▶ Named object pointing records
───

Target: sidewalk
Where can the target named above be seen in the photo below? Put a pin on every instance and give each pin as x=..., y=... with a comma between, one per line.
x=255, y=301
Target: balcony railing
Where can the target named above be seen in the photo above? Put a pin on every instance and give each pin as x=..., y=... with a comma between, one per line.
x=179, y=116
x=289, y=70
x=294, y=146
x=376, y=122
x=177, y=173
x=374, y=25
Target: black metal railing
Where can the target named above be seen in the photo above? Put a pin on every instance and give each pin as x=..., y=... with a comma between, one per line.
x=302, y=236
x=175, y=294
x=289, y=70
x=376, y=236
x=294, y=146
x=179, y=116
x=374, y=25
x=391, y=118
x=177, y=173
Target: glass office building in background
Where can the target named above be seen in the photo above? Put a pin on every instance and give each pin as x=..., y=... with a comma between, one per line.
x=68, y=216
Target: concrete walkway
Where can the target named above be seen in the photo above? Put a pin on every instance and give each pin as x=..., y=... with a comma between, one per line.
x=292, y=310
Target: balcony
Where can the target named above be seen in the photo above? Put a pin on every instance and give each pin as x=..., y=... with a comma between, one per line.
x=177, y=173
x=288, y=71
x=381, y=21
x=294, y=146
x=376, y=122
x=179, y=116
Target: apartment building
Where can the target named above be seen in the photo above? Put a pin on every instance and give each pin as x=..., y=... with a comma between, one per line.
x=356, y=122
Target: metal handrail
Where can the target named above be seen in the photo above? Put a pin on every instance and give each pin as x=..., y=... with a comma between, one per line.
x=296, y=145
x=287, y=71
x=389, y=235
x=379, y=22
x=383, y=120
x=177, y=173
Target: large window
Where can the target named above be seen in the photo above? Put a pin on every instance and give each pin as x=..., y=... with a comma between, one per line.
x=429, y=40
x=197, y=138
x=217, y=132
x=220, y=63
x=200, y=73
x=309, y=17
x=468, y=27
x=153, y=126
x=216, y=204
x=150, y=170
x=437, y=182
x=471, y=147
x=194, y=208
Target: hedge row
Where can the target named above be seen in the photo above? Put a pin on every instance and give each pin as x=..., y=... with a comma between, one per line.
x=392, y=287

───

▶ Written exercise
Please give the part of the records above that opens with the line containing "Target: apartment building" and closes with the line containing "x=356, y=122" as a two-column CSV with the columns input and output, one row per record. Put each record's text and its answer in one quoted field apiece, with line breaks turned into spaces.

▶ Task response
input,output
"Target: apartment building Where can the target named above be seen in the photo above? Put a pin on every instance and give each pin as x=..., y=... with a comma between, one per line.","x=356, y=122"